* start Given passage *
North Korea under Kim Jong Il

Reviewed by Bertil Lintner

North Korea under Kim Jong Il: From Consolidation to Systemic Dissonance, by Sung Chull Kim. State University of New York Press. 277 pages. $75.

Following North Korea's missile launches and the nuclear crisis, understanding the Pyongyang regime has become a growth industry. Consequently, there is no shortage of books purporting to reveal the secrets and unravel the mysteries of what many perceive as the world's most inscrutable nation, ranging from academic studies of Korean political history to more sensational accounts of the least known and most misunderstood of U.S. President George W. Bush's "Axis of Evil" countries.

But merely branding Kim Jong Il's regime as "evil" gets us nowhere, and few Western academics try to get beyond stereotypes and political patterns which may be totally alien to North Korea's rather unique development. The country has grown from a Japanese colony, to a client state effectively established by erstwhile Soviet Union, and on to what it is today: a fiercely independent country that seems to listen to no one, not even its traditional allies. And why has the North Korean regime survived, and its economic and political system remained basically the same, when other former communist regimes have collapsed, or transformed themselves into pseudo market economies?

Sung Chull Kim, an associate professor of Northeast Asian studies at the Hiroshima Peace Institute in Japan, examines the North Korean enigma in his most recent book, North Korea Under Kim Jong Il, and he argues that North Korea has indeed gone through a systemic change since the Dear Leader, Kim Jong Il, rose to power in Pyongyang. Under his father, Kim Il Sung, North Korea was more of a traditional socialist state, built on the legacy of the guerrilla war against the Japanese, while Kim Jong Il has departed from orthodox Marxism-Leninism and refined "socialism in our own style" in the context of a strong state. As Kim Jong Il was consolidating power after the death of his father in 1994, he replaced the Communist Party with the armed forces as the most important organ of the state by proclaiming a policy called songun, or "the military first."
* end Given passage *
* start Provided material *
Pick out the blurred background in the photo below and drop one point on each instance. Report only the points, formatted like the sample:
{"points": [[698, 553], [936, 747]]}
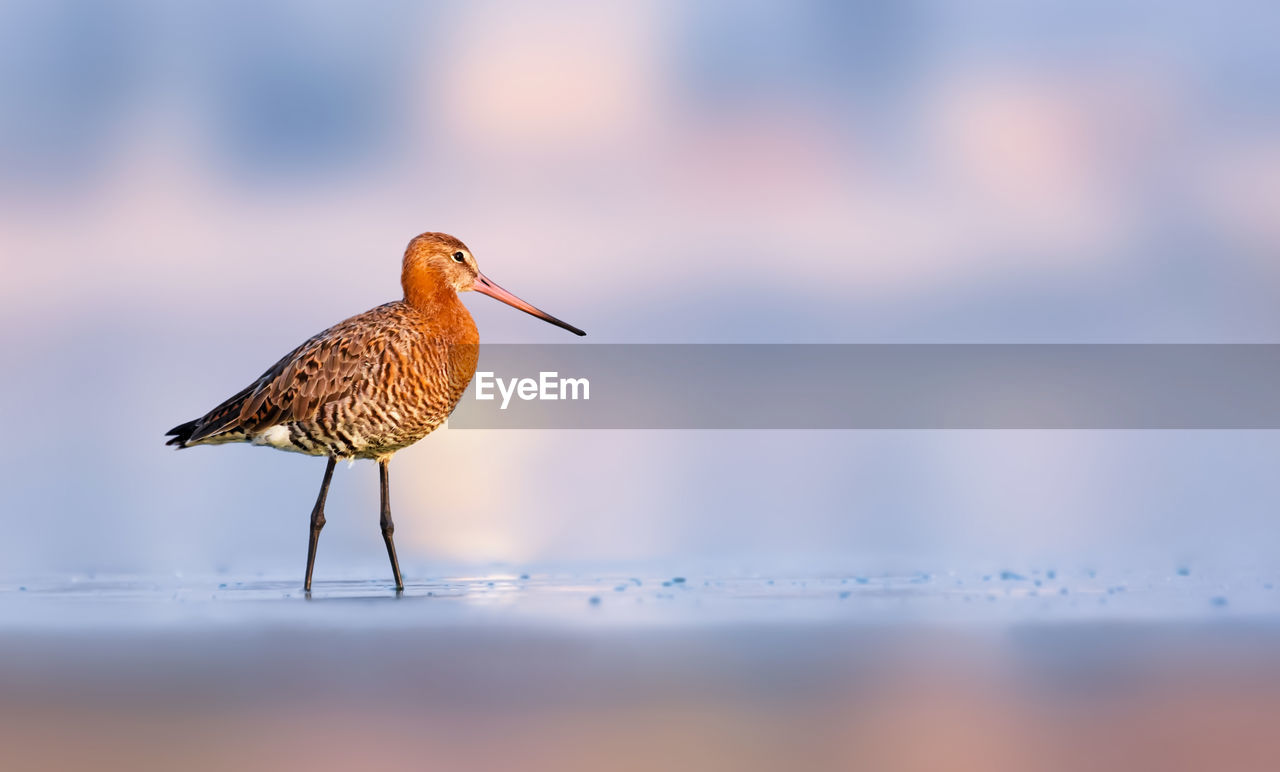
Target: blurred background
{"points": [[188, 191]]}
* end Provided material *
Set problem: Copy out the review of North Korea Under Kim Jong Il above in full, word for word, keeping its title, byline, and book details.

Result of this exercise:
North Korea under Kim Jong Il

Reviewed by Bertil Lintner

North Korea under Kim Jong Il: From Consolidation to Systemic Dissonance, by Sung Chull Kim. State University of New York Press. 277 pages. $75.

Following North Korea's missile launches and the nuclear crisis, understanding the Pyongyang regime has become a growth industry. Consequently, there is no shortage of books purporting to reveal the secrets and unravel the mysteries of what many perceive as the world's most inscrutable nation, ranging from academic studies of Korean political history to more sensational accounts of the least known and most misunderstood of U.S. President George W. Bush's "Axis of Evil" countries.

But merely branding Kim Jong Il's regime as "evil" gets us nowhere, and few Western academics try to get beyond stereotypes and political patterns which may be totally alien to North Korea's rather unique development. The country has grown from a Japanese colony, to a client state effectively established by erstwhile Soviet Union, and on to what it is today: a fiercely independent country that seems to listen to no one, not even its traditional allies. And why has the North Korean regime survived, and its economic and political system remained basically the same, when other former communist regimes have collapsed, or transformed themselves into pseudo market economies?

Sung Chull Kim, an associate professor of Northeast Asian studies at the Hiroshima Peace Institute in Japan, examines the North Korean enigma in his most recent book, North Korea Under Kim Jong Il, and he argues that North Korea has indeed gone through a systemic change since the Dear Leader, Kim Jong Il, rose to power in Pyongyang. Under his father, Kim Il Sung, North Korea was more of a traditional socialist state, built on the legacy of the guerrilla war against the Japanese, while Kim Jong Il has departed from orthodox Marxism-Leninism and refined "socialism in our own style" in the context of a strong state. As Kim Jong Il was consolidating power after the death of his father in 1994, he replaced the Communist Party with the armed forces as the most important organ of the state by proclaiming a policy called songun, or "the military first."